● **PROBLEM STATEMENT**:
In the material below, find each line with the string "voting" and copy it.

● **DATA PROVIDED**:
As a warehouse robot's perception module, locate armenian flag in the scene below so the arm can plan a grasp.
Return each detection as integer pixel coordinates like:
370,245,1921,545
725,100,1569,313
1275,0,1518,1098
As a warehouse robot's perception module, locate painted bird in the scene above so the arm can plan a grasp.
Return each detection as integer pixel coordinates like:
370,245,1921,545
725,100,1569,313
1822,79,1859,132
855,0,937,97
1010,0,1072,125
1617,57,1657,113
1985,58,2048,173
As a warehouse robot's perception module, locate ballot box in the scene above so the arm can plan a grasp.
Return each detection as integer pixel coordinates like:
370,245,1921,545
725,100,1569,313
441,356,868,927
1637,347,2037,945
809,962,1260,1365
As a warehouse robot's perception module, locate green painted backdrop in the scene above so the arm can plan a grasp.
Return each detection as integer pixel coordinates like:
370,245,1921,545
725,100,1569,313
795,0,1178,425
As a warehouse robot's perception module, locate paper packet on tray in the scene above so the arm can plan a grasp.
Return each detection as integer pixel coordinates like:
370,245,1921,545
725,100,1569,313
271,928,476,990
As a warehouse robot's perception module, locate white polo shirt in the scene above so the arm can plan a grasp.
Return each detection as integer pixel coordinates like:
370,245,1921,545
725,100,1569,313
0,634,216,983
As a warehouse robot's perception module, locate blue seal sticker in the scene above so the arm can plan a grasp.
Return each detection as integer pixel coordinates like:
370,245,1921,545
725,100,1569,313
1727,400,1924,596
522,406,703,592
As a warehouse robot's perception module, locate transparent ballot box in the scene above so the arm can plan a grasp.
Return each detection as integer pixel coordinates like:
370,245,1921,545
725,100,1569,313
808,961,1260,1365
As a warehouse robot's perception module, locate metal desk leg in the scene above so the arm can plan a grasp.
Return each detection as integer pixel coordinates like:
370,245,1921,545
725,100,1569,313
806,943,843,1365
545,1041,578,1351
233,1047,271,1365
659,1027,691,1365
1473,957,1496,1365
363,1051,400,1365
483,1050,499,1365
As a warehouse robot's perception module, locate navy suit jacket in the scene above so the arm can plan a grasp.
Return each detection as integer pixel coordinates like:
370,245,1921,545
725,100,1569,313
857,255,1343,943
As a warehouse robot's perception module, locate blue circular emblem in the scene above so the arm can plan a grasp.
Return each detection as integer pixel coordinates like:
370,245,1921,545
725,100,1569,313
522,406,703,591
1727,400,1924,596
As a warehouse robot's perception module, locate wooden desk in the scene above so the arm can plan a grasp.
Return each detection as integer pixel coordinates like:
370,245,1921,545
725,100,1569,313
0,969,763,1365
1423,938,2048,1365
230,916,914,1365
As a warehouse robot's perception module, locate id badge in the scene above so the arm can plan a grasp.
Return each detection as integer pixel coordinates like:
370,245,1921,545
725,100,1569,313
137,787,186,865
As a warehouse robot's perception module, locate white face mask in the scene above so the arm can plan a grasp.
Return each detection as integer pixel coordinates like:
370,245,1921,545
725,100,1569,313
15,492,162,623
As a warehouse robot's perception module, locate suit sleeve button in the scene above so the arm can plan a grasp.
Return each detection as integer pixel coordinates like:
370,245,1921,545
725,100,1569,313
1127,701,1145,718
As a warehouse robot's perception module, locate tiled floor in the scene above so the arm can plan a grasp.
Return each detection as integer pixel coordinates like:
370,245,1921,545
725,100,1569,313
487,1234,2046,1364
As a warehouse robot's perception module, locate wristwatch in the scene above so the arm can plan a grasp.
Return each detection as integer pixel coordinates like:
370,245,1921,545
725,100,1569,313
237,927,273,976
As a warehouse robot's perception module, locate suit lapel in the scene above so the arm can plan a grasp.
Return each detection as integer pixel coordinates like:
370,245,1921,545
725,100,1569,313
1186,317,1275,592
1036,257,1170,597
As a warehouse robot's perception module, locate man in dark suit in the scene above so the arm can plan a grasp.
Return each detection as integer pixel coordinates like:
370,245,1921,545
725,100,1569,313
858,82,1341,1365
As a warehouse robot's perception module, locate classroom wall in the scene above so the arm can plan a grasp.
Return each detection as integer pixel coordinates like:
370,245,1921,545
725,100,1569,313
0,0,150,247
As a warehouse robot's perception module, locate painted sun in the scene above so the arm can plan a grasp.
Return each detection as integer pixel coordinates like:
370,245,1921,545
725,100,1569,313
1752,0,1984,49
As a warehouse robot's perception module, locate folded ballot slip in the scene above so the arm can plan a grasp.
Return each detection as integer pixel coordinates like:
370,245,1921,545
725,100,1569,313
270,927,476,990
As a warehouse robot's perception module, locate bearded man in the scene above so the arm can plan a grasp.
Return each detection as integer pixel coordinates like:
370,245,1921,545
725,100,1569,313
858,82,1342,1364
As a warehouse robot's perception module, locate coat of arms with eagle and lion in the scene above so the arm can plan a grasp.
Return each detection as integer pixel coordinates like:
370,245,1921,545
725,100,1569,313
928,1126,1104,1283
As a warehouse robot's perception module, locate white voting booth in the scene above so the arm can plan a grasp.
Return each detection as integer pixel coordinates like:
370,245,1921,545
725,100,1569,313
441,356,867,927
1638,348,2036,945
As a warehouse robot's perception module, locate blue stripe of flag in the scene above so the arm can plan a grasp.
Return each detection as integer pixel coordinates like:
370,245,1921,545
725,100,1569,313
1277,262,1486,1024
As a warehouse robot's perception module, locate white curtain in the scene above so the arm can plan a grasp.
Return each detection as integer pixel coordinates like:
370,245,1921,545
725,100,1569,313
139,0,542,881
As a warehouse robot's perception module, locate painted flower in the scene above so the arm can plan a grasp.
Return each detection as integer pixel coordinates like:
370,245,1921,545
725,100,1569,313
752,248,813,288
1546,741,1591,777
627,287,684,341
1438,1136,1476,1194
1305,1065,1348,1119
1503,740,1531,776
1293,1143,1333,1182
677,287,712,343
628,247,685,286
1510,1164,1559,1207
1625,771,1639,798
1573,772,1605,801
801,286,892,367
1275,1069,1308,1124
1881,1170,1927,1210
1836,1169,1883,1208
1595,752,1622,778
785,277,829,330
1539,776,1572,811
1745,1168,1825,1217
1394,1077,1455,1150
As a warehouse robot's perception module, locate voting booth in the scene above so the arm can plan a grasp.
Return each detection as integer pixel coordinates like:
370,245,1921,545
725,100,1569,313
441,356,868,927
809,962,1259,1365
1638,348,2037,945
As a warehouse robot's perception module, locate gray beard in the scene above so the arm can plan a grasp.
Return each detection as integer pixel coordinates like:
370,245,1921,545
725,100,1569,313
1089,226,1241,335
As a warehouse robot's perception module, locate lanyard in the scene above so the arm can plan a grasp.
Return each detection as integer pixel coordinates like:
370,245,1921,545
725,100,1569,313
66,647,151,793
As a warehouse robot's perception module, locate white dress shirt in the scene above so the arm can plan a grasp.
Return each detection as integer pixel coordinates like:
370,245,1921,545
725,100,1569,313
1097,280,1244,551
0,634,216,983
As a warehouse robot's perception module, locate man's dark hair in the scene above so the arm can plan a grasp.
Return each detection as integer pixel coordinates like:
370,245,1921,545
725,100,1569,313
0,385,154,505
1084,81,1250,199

● **SOLVED EXERCISE**:
As a warehouse robot's perception module, locate white voting booth in the scene above so the arm can plan a grasp.
As a warehouse robot's perception module, locate voting booth in the scene above so the arm can plan a grasp.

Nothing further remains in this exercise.